- **Directions for this task**
In the entries below, how many lines contain the string "police"? Give the number by itself.

- **Provided material**
····················
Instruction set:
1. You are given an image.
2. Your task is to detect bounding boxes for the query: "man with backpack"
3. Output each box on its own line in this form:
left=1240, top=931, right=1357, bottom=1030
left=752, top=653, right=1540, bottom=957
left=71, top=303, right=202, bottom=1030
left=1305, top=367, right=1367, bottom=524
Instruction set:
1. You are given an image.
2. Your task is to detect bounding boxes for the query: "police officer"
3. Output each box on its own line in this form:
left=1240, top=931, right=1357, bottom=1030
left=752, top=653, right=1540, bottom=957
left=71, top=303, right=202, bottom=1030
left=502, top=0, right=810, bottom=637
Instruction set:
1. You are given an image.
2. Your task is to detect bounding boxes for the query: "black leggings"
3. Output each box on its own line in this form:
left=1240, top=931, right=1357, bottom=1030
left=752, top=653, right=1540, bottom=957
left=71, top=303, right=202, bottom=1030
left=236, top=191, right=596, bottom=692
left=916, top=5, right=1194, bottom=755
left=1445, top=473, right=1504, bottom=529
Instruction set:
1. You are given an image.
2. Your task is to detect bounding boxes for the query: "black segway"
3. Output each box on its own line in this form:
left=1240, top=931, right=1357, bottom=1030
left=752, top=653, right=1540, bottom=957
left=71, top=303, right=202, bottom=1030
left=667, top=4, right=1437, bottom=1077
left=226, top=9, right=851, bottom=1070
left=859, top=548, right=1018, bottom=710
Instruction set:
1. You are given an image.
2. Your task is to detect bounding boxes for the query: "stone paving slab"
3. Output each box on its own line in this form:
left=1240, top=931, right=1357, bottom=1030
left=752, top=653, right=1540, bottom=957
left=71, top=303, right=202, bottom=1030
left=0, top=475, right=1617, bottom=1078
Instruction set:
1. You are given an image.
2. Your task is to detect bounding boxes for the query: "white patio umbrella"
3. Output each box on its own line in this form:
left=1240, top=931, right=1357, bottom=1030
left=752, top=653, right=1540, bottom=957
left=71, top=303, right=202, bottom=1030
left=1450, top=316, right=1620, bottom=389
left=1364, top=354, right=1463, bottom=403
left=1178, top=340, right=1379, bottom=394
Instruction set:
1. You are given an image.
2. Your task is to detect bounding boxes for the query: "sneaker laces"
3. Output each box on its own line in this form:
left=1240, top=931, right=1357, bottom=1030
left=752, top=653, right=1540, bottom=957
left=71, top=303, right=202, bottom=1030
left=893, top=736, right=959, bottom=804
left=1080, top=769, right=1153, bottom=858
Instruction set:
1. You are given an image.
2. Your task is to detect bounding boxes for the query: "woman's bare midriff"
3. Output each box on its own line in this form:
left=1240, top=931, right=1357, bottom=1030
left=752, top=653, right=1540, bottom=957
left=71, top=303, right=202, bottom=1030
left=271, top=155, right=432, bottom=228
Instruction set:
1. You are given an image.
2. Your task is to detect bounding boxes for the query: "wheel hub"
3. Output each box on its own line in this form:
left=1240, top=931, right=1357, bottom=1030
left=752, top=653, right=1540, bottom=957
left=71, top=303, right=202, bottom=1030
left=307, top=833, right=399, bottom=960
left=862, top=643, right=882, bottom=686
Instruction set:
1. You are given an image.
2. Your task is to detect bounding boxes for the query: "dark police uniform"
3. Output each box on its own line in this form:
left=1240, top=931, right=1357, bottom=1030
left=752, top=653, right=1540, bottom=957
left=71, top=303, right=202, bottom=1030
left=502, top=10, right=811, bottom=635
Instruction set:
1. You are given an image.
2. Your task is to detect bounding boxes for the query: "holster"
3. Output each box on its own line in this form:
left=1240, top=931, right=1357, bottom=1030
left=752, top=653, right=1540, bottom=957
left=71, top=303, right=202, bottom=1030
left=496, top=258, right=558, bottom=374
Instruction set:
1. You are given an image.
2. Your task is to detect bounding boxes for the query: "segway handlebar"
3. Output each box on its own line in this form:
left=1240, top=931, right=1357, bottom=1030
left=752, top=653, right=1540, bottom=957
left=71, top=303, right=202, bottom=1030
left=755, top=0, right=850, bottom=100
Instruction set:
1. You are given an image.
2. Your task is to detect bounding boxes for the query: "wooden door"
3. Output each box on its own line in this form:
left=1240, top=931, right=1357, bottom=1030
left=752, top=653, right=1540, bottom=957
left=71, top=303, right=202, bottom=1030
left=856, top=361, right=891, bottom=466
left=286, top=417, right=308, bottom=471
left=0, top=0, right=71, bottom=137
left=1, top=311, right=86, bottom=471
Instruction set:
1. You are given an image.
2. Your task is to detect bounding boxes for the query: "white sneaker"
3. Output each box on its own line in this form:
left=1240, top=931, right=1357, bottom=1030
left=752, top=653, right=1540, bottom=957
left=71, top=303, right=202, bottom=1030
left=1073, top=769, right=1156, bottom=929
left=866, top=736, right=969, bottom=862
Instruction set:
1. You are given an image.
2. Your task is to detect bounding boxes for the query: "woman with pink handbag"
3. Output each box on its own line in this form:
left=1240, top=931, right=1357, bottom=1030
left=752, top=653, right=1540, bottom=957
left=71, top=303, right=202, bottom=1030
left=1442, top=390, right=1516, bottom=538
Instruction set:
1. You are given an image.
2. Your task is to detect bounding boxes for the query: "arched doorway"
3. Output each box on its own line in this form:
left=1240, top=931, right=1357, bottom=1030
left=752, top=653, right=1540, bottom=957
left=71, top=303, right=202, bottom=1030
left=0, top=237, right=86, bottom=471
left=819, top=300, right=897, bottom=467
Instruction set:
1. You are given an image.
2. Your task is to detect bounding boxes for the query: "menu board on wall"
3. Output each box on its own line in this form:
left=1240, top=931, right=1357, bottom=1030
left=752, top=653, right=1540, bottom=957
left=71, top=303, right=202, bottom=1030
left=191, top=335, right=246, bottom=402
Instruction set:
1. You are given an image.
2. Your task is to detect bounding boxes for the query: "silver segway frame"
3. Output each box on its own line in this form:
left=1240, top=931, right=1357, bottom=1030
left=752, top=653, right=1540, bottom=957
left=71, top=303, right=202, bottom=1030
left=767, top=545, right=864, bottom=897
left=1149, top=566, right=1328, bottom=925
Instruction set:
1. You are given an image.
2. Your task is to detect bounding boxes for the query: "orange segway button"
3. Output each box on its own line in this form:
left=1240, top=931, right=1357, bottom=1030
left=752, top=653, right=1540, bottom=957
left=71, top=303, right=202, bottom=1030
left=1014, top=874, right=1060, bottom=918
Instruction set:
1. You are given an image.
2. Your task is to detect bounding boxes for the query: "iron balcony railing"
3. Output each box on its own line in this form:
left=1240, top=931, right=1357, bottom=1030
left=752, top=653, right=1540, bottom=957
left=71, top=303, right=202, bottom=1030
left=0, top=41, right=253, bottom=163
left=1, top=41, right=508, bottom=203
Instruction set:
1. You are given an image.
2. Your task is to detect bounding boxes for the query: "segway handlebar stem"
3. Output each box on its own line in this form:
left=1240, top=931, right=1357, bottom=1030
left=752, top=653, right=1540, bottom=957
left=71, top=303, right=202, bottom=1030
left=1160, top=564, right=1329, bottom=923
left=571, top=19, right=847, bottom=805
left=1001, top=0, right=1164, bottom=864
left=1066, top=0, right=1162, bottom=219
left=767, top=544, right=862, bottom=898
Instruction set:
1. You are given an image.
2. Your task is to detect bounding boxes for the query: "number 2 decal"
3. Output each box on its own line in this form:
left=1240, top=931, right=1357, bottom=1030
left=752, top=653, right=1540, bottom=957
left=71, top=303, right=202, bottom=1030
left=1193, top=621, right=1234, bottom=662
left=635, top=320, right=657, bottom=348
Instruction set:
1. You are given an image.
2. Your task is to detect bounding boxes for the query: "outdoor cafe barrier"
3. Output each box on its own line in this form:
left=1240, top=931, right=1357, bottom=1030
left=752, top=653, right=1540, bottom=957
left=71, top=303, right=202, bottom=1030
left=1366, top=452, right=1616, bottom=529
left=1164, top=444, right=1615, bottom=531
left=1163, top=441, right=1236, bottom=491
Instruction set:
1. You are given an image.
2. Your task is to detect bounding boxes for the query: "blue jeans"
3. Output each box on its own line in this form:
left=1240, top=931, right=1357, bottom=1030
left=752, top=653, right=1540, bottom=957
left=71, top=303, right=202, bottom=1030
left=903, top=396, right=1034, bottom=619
····················
- **Response to the task**
2